§ WORK REQUEST:
Every line from the one containing "Task: place one point on each instance of the beige" to the end of the listing below should be transcribed exactly, and no line outside that span should appear.

§ SUPPLIED MATERIAL:

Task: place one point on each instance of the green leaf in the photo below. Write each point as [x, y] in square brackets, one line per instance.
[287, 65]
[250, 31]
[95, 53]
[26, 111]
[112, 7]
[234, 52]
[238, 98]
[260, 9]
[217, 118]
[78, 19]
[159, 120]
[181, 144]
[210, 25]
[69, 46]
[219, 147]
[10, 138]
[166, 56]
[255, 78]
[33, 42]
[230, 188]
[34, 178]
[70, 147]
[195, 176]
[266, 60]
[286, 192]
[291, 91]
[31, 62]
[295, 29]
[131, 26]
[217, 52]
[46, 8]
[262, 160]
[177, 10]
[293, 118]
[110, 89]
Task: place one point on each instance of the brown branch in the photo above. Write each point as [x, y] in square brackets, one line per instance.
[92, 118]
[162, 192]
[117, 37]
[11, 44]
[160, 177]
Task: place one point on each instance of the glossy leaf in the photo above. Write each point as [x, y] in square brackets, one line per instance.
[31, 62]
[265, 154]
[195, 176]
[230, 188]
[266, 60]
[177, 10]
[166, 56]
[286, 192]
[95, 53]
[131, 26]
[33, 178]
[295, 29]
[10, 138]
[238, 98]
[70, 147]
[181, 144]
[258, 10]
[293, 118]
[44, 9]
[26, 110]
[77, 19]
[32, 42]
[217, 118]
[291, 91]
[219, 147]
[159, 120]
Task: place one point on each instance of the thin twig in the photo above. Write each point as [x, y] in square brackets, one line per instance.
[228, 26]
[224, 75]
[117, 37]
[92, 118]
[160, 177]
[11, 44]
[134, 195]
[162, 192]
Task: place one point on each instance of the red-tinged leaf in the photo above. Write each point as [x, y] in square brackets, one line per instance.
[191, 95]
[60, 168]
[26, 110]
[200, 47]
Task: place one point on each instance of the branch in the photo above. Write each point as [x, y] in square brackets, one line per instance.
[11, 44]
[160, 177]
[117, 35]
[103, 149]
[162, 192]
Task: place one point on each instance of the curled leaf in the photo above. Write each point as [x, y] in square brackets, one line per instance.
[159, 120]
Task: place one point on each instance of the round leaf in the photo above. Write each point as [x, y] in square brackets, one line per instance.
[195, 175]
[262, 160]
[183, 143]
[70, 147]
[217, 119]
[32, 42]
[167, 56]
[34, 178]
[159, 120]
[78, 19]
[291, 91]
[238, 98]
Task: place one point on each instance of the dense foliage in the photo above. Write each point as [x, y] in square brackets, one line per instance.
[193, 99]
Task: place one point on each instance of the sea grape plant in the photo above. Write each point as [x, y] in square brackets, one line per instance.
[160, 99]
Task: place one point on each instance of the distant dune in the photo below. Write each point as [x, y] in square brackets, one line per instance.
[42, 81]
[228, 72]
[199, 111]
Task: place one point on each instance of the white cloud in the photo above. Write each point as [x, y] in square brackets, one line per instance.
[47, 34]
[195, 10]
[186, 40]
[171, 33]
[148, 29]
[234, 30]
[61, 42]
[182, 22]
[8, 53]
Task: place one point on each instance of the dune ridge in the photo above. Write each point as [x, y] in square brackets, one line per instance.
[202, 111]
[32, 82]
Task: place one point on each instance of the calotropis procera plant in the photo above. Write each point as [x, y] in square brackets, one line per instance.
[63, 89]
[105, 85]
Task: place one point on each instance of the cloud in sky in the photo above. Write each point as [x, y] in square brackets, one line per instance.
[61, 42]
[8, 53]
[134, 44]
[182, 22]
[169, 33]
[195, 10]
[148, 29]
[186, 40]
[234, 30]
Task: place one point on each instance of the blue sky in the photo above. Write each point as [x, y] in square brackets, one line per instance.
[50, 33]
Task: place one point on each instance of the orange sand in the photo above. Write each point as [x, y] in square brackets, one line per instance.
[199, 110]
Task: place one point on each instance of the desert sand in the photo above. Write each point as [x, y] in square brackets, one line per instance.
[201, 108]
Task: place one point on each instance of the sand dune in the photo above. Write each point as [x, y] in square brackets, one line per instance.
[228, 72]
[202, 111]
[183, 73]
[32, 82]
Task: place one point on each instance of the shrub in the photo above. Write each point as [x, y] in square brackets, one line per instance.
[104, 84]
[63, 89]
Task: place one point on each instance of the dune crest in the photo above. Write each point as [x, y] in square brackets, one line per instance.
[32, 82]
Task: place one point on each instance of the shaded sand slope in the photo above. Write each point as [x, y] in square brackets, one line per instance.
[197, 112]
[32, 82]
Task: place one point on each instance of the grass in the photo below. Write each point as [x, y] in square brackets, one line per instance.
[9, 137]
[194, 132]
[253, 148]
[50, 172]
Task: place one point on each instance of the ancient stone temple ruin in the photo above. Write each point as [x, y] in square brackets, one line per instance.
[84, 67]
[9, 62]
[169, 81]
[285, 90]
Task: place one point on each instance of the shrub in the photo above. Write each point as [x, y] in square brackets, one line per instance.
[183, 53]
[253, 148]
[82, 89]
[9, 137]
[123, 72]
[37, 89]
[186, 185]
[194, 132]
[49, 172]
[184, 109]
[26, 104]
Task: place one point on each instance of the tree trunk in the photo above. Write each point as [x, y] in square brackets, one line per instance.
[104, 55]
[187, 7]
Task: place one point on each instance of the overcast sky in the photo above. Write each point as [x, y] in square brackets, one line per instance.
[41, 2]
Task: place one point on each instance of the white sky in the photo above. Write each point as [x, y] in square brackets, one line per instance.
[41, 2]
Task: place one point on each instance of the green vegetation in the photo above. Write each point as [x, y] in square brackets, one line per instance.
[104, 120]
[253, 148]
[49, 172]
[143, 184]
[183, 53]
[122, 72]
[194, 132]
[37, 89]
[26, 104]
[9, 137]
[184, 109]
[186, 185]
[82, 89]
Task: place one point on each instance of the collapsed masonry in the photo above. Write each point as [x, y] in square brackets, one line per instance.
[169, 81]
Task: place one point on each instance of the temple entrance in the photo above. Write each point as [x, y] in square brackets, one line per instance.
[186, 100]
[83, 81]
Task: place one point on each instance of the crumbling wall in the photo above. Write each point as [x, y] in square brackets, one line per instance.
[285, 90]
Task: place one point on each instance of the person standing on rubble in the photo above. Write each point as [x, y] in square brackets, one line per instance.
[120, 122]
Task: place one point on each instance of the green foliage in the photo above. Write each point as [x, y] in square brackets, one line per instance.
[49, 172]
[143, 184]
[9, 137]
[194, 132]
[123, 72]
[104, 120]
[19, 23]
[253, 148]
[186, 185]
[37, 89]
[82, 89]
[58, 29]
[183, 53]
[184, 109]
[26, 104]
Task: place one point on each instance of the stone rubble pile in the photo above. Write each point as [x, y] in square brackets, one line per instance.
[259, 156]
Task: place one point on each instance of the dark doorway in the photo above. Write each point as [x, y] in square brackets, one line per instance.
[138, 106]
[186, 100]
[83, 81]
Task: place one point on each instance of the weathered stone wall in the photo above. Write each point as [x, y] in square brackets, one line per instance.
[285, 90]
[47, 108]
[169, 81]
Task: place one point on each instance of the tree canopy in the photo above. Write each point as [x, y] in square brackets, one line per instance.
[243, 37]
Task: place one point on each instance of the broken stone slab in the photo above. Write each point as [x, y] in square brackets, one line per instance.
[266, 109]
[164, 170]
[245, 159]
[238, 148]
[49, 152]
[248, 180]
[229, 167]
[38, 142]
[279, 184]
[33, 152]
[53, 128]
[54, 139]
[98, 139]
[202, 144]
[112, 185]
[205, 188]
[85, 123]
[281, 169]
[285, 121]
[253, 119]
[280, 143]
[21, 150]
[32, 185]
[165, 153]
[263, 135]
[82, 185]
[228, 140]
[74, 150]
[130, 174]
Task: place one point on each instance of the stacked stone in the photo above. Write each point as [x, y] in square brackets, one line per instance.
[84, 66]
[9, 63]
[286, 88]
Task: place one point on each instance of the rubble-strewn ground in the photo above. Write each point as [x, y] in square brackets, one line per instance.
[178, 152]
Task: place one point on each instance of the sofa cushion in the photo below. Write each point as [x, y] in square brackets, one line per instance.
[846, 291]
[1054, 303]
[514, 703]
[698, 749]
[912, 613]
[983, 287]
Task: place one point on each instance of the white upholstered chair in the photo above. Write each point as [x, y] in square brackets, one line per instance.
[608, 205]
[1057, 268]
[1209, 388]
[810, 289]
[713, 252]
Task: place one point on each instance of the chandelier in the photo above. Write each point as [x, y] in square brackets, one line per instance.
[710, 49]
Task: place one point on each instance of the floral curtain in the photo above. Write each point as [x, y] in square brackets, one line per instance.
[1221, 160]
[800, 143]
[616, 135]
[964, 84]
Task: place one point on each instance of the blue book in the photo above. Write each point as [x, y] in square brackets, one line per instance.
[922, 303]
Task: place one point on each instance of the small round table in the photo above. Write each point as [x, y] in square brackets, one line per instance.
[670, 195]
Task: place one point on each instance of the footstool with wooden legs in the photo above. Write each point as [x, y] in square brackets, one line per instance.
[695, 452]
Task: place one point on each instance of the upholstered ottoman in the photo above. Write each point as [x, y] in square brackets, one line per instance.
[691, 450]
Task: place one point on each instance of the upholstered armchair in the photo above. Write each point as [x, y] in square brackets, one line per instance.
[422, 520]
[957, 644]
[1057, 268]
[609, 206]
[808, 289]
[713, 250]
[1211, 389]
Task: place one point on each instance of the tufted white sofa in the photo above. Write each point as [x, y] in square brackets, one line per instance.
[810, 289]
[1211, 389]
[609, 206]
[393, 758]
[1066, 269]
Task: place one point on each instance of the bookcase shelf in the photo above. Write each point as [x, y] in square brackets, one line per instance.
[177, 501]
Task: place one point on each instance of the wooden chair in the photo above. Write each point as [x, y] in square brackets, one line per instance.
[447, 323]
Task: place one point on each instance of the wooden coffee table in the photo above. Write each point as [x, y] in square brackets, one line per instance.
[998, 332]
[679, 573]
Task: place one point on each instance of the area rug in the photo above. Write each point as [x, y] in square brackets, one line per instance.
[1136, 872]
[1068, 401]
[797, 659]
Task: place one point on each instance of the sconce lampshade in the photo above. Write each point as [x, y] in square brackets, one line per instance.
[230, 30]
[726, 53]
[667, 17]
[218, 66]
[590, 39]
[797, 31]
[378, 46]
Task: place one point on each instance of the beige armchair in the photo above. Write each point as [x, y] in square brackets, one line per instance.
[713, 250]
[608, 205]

§ RESULT BELOW:
Task: place one point on each instance of the beige armchair in the photo above. Write each point as [x, y] in square brackets, one line per instance.
[713, 250]
[608, 205]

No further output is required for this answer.